Segment Start: GIVEN RECORDS
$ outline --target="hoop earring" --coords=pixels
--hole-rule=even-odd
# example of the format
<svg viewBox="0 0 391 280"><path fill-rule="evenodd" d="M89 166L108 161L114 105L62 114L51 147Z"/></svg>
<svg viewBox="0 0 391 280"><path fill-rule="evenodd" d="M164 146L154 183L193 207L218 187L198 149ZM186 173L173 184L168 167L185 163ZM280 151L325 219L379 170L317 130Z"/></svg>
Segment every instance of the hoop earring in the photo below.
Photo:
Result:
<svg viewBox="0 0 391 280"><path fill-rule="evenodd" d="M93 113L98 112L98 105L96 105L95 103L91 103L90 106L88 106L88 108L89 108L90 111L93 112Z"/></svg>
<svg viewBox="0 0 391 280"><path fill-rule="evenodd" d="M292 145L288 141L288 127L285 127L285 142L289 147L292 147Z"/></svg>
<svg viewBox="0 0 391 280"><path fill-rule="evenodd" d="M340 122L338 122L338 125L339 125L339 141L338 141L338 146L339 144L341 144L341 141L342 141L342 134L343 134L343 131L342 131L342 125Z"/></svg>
Segment End: GIVEN RECORDS
Segment Start: GIVEN RECORDS
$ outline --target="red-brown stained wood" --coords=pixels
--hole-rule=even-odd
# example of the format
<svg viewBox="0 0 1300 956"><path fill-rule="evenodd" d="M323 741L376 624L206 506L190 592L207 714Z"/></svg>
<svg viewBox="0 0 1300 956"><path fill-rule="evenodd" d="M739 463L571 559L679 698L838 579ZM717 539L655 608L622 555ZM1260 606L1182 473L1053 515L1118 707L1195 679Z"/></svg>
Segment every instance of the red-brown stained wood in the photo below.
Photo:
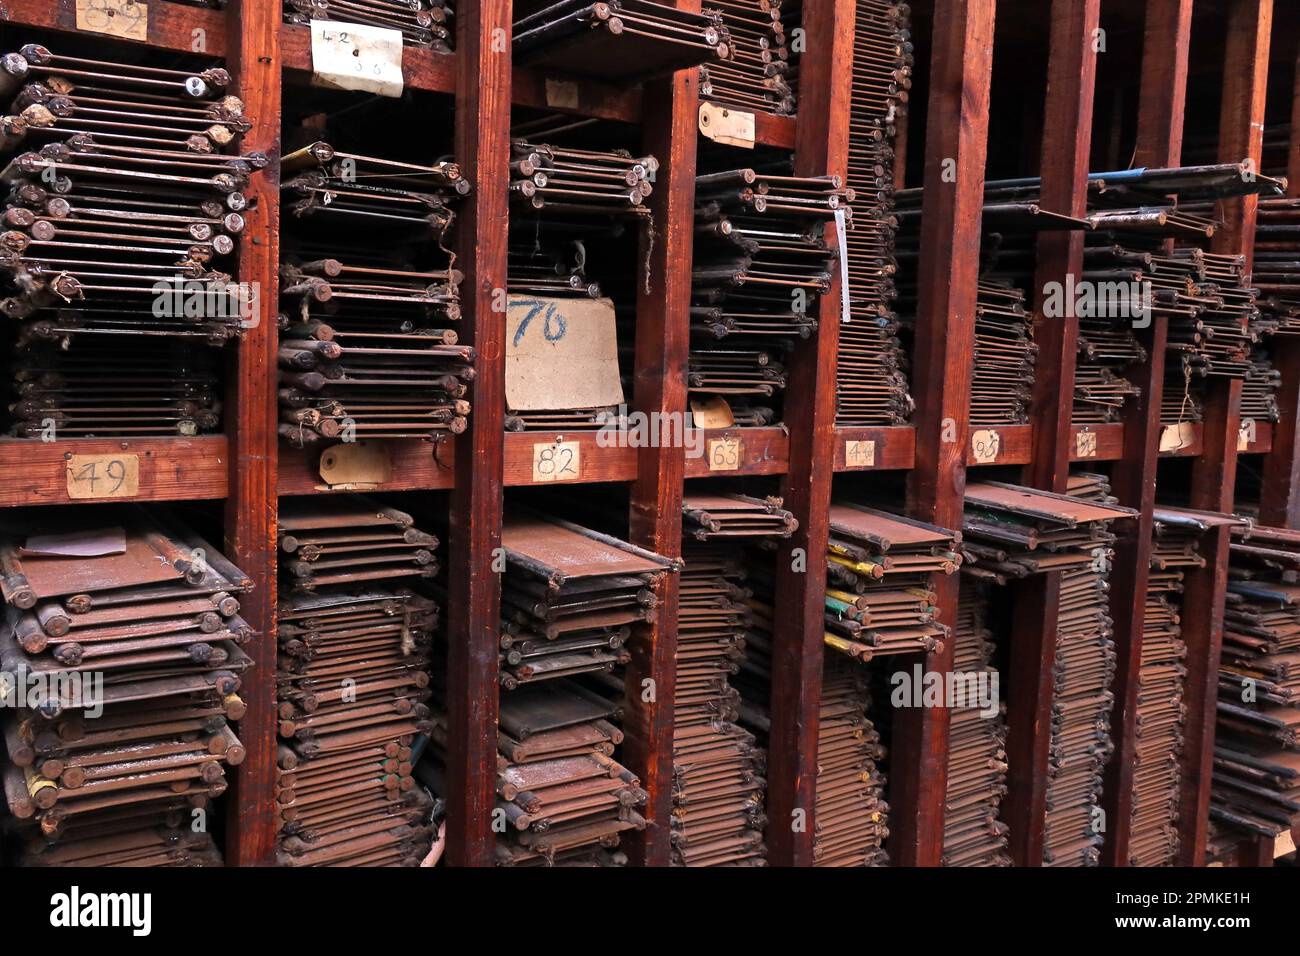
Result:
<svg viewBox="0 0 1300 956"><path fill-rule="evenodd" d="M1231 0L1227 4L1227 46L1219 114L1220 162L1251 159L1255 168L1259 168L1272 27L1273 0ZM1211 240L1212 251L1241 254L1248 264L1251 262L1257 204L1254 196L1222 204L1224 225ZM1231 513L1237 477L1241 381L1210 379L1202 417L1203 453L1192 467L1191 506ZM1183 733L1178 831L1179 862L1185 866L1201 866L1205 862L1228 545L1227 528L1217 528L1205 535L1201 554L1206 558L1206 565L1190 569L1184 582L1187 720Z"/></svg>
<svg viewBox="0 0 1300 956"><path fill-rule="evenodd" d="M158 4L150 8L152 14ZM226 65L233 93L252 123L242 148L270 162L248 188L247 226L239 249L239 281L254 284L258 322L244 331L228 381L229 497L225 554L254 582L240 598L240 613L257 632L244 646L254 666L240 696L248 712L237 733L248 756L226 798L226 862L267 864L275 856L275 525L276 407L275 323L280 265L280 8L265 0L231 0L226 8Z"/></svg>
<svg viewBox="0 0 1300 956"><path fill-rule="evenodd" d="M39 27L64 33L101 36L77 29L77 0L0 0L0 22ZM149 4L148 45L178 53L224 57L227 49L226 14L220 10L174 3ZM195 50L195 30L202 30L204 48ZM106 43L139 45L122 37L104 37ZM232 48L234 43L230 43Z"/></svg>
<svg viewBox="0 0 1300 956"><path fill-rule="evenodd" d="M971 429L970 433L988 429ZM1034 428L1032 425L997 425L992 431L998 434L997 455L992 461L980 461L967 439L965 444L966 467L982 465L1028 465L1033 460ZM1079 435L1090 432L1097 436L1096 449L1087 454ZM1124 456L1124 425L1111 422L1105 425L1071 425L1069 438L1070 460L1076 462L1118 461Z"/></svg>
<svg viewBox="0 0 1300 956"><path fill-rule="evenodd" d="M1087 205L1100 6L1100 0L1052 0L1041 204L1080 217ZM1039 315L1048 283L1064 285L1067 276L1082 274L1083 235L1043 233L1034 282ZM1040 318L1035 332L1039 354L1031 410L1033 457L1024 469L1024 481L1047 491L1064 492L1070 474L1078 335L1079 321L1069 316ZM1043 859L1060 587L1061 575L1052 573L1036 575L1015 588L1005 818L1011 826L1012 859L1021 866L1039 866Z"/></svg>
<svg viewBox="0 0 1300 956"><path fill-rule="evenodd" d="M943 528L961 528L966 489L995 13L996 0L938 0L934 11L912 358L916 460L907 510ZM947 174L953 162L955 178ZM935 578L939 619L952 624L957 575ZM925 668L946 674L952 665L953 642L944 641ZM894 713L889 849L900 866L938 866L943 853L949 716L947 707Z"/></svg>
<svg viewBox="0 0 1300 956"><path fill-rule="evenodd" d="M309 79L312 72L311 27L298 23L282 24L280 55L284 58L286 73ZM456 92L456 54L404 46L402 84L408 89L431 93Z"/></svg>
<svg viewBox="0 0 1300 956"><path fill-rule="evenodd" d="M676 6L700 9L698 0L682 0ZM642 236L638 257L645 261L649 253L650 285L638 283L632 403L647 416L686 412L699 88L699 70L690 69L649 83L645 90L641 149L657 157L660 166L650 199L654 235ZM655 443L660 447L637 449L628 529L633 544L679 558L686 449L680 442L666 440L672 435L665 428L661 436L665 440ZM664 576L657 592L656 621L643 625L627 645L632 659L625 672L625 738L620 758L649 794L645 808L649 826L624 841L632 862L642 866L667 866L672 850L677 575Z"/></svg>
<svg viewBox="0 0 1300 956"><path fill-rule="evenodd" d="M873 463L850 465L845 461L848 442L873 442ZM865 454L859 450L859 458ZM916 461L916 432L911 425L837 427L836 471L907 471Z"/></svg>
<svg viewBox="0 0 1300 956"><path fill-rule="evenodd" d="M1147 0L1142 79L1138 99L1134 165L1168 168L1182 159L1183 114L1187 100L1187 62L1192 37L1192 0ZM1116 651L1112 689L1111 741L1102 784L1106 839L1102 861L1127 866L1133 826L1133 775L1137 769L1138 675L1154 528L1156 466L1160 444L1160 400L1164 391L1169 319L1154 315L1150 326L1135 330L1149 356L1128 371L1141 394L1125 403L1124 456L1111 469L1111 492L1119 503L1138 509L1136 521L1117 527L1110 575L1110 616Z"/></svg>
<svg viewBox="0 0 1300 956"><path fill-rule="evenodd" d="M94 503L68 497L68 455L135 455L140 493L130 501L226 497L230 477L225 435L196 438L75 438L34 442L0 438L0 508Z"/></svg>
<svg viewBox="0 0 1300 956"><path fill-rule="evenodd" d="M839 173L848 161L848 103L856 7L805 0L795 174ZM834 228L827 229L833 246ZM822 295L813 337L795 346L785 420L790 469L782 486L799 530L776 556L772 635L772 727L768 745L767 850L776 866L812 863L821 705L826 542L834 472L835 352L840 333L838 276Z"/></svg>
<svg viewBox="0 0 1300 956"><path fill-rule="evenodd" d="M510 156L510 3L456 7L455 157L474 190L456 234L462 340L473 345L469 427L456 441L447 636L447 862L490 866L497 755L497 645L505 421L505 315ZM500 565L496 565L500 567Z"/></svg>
Segment End: GIVEN RECORDS
Segment Start: GIVEN RECORDS
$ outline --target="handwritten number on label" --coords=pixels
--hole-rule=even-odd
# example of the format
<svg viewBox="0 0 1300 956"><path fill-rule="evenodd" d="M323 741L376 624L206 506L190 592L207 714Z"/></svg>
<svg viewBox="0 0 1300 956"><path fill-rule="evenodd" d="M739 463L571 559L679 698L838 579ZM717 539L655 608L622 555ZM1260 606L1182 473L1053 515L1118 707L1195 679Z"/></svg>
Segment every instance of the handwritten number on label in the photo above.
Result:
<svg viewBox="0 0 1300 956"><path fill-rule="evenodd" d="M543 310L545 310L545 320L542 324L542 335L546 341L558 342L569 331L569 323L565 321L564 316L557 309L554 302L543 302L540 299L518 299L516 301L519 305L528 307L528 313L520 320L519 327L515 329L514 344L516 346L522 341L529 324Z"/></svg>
Segment End: GIVEN RECORDS
*TASK DETAILS*:
Only a number is wanted here: how many lines in the data above include the string "earring"?

*OUTPUT OF THE TASK*:
2